BEGIN SUPPLIED MATERIAL

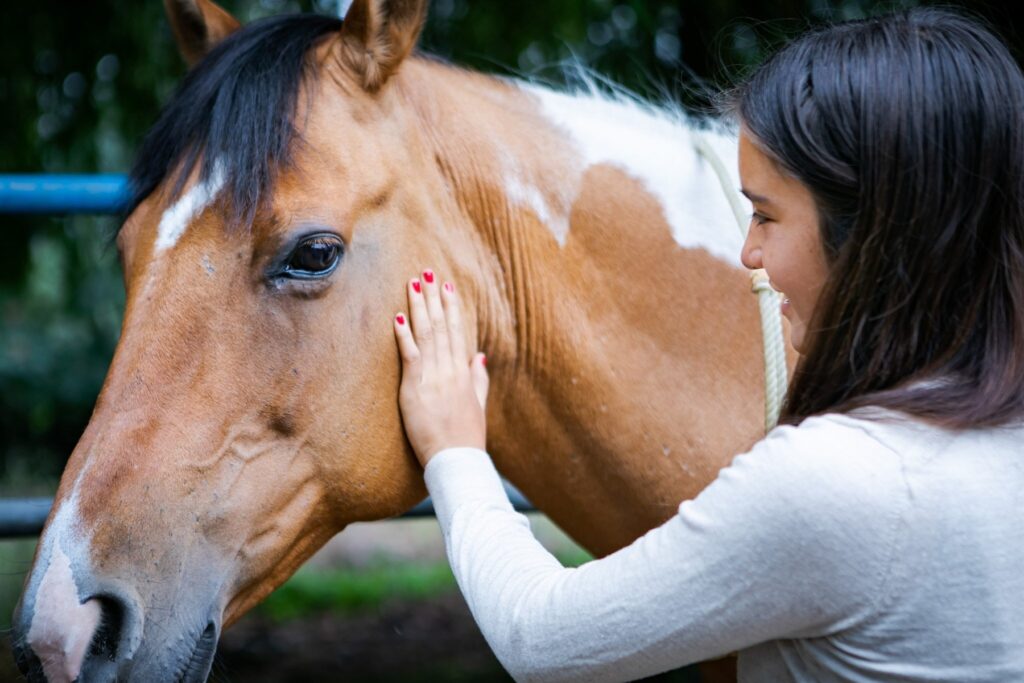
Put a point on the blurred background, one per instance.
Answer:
(81, 83)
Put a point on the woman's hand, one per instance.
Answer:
(441, 396)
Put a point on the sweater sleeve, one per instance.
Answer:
(793, 540)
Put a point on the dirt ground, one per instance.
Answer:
(432, 639)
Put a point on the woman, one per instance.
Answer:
(876, 535)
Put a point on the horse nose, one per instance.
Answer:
(91, 645)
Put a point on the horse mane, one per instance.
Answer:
(232, 116)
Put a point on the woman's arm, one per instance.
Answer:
(765, 552)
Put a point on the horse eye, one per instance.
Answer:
(314, 257)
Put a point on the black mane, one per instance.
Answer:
(233, 112)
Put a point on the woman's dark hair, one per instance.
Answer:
(908, 131)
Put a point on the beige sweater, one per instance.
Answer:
(846, 549)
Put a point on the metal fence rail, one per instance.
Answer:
(101, 194)
(40, 194)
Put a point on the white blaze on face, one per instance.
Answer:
(61, 626)
(176, 219)
(655, 147)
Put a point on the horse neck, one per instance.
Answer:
(621, 334)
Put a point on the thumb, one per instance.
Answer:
(478, 370)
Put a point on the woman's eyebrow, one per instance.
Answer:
(757, 199)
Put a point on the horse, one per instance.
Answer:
(304, 169)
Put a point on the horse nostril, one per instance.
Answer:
(107, 640)
(29, 664)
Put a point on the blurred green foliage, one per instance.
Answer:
(82, 81)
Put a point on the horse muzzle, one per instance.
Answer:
(74, 624)
(110, 648)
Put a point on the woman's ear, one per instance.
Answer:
(199, 26)
(378, 35)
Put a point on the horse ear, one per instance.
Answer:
(199, 26)
(377, 35)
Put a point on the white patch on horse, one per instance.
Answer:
(521, 191)
(61, 625)
(176, 219)
(654, 146)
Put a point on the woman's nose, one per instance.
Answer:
(751, 253)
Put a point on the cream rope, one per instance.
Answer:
(771, 316)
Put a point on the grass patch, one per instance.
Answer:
(348, 591)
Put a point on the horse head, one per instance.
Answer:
(250, 410)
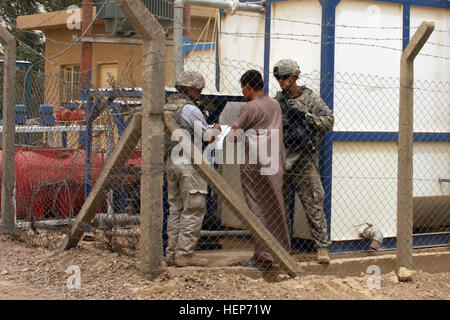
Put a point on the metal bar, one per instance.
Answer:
(25, 129)
(9, 120)
(267, 27)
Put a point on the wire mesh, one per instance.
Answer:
(338, 191)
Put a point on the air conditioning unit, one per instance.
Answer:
(116, 22)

END SUPPLIED MATERIAL

▶ _PROBLEM REQUIREMENTS_:
None of the pictures belong in the copy; repeat all other material exactly.

▶ _SOLUTION FOR THIS EXERCISE_:
Put a point on the blurred background, one per instance.
Answer:
(81, 83)
Put a point on the woman's hand, one per instance.
Answer:
(441, 396)
Put a point on the sweater sleeve, one per instance.
Answer:
(793, 540)
Put a point on the dirt ground, one per instance.
Answer:
(432, 639)
Put a point on the woman, one per instance.
Answer:
(876, 535)
Put a point on the horse nose, one per instance.
Answer:
(91, 645)
Put a point on the horse mane, one per instance.
Answer:
(232, 116)
Put a point on the woman's arm, one per instance.
Answer:
(765, 552)
Put a point on the horse eye, one per instance.
Answer:
(314, 257)
Put a point on the black mane, one per instance.
Answer:
(233, 112)
Put a point on the woman's dark hair, one per instance.
Answer:
(908, 131)
Put a point on the beige sweater, one per instance.
Answer:
(846, 549)
Put a point on the metal fence rail, one per instance.
Answer:
(101, 194)
(40, 194)
Put a point on the white blaze on face, one per instance.
Answer:
(61, 626)
(176, 219)
(655, 147)
Put a point on the horse neck, one per instance.
Answer:
(621, 334)
Put a point on the thumb, one per instance.
Answer:
(478, 370)
Put a point on the woman's eyebrow, one per instance.
Answer:
(757, 199)
Put a point on the horse, one per instance.
Answer:
(304, 169)
Put a point on the horse nostril, one per instance.
Answer:
(107, 640)
(29, 664)
Put a point on the blurred green foliage, one per instance.
Answer:
(82, 81)
Put a point on the horse muzzle, one per instance.
Answer:
(74, 624)
(110, 648)
Put a point on the woman's ear, one per instance.
Answer:
(199, 26)
(378, 35)
Put a point on the horse ear, one per instance.
Answer:
(199, 26)
(377, 35)
Put a point on the white patch on horse, one per instance.
Answer:
(521, 191)
(61, 625)
(176, 219)
(654, 146)
Put a point on the woman's nose, one per instance.
Answer:
(751, 253)
Put a point on the cream rope, one per instance.
Answer:
(771, 316)
Put a point on the grass patch, one per instance.
Answer:
(348, 591)
Put a point on the horse head, one per instance.
Answer:
(250, 410)
Put a point on the metal bar, one per instance.
Answer:
(25, 129)
(9, 120)
(267, 27)
Put a point on the wire mesh, one per instance.
Answer:
(338, 191)
Put a point on the air conditioning unit, one per instance.
Answer:
(116, 22)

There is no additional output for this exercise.